• **TO BE DONE**
Copy out every one of the entries below exactly, line for line, without changing a word, number, or comma.
· · · · ·
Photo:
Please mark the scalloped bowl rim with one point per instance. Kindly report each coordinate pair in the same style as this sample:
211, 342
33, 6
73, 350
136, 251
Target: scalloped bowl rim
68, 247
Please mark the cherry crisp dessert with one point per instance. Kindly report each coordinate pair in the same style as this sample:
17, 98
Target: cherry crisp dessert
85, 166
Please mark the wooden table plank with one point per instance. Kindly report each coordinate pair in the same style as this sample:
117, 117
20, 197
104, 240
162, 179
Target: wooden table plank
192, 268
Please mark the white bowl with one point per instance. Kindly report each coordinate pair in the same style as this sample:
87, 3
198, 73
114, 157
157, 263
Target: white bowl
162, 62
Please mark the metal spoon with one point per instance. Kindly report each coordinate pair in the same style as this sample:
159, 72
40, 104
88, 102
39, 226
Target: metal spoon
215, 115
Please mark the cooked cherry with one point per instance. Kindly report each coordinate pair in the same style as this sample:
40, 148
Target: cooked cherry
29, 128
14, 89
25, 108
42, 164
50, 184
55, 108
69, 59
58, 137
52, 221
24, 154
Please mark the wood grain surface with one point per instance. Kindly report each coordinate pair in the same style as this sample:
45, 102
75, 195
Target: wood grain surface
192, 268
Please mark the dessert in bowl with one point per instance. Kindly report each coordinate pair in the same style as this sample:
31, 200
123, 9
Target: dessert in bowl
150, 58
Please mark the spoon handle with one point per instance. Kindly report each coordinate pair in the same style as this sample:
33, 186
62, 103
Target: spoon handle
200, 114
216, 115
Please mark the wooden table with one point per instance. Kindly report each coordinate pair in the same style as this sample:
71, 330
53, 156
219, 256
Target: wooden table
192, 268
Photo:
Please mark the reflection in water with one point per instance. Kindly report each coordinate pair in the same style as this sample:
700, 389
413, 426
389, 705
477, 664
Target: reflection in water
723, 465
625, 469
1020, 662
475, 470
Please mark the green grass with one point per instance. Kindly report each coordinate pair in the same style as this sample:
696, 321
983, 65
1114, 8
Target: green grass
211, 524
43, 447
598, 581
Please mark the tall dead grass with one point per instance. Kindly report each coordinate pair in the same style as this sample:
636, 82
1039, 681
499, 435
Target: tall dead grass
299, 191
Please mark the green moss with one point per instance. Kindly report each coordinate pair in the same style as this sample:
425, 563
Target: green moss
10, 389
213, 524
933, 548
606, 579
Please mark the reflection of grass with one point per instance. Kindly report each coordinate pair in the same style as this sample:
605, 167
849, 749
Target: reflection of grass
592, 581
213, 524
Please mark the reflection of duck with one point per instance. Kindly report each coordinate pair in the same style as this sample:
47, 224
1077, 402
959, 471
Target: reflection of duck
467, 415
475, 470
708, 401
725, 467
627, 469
· · · · ·
• **CORRECT OUTPUT**
Photo:
Please mark the scalloped bowl rim with one point per instance. Kindly report each coordinate pair in the same style as this sample:
211, 342
33, 6
73, 350
136, 251
Target: scalloped bowl rim
68, 247
Please mark the cherry crisp dessert with one point per instance. Kindly report each coordinate pair in the same style as this sample:
17, 98
Target: cherry crisp dessert
85, 166
Please mark the wooden table plank with one point per instance. Kindly report each coordinate pair in the same style as this sample:
117, 117
20, 197
104, 240
162, 179
Target: wooden table plank
192, 268
Please mark the white bowl with one point per instance. Kindly report each coordinate pair in the same style as this sample:
87, 3
198, 73
114, 157
157, 263
Target: white bowl
162, 62
Please mark the metal spoon with one point per instance. Kindly report each coordinate pair in the same style as this sample:
159, 72
40, 104
88, 102
39, 226
Target: metal spoon
215, 115
Please mark the cooked cherry with one point per instance. Kindly report each coordinate pair in the same style as this sample:
40, 148
Target: cooked cherry
29, 128
14, 89
25, 108
42, 164
50, 184
55, 108
69, 59
58, 137
52, 221
24, 154
Please mark the wood grain surface with one point per instance. Kindly report each coordinate pair in the same style as this sample:
45, 102
75, 195
Target: wood grain surface
192, 268
Please mark the dessert in bowl with one point per instance. Kindly report each coordinate pair in the same style as this sample:
31, 200
123, 9
Target: dessert in bowl
150, 58
Please mark the spoon handle with one point per instance. Kindly report each coordinate pair in the same style as this sample:
33, 186
62, 103
Target: spoon handle
200, 114
216, 115
Please mark the wooden table with one point per instance. Kindly report each coordinate pair in the same style as this sample:
71, 330
53, 156
219, 256
Target: wooden table
192, 268
Photo:
Please mark the reflection in water with one point per instance. Kindly report each coordinate pair in the same style as this sample:
700, 389
413, 426
389, 705
477, 664
Target: reflection in water
723, 465
625, 469
1020, 662
475, 470
Please mark the green grass with one point per instance. Kindly report each coordinate pair in the same style as this sample:
696, 321
983, 65
1114, 8
Target: green grass
211, 524
43, 447
598, 581
Please mark the tall dead grass with one point per instance. Kindly report each coordinate pair in the same style as this sample:
636, 82
1039, 681
499, 435
Target: tall dead grass
299, 191
Please mark the green moss with one point per instance. Kindly report each coordinate pair in the same style as this sample:
425, 563
Target: green moss
10, 389
213, 524
933, 548
606, 579
Please mark the reflection of grass with one point per instance. Kindly report each coordinate pair in the same style as this sample:
605, 167
849, 749
Target: reflection of grass
592, 581
213, 524
Please mark the reflection of duck with one point per instance. Kindly report each coordinate pair in the same style as this sample:
47, 224
1077, 402
959, 471
Target: reflection of duck
467, 415
475, 470
708, 401
725, 467
627, 469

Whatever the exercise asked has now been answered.